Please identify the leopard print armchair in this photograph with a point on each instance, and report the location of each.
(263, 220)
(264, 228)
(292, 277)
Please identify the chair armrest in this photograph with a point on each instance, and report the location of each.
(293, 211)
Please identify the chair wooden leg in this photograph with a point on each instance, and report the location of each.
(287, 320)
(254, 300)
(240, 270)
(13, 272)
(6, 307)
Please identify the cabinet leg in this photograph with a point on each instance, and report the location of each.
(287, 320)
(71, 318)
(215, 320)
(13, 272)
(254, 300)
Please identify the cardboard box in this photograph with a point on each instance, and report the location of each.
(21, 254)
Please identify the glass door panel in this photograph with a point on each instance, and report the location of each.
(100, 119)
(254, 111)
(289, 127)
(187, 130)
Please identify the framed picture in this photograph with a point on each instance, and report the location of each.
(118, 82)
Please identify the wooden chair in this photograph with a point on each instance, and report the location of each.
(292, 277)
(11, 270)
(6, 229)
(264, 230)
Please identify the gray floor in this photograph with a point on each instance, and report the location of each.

◆ ◆ ◆ ◆ ◆ ◆ ◆

The response should hold only an exact repeat of the lines from the one with "Please identify the wooden" to the final line of the listing above.

Please identify the wooden chair in this photograph with a point on each instance, and report the location of each.
(292, 277)
(11, 270)
(6, 229)
(264, 230)
Please identify the gray floor in this photograph with a point on each instance, and report the location of each.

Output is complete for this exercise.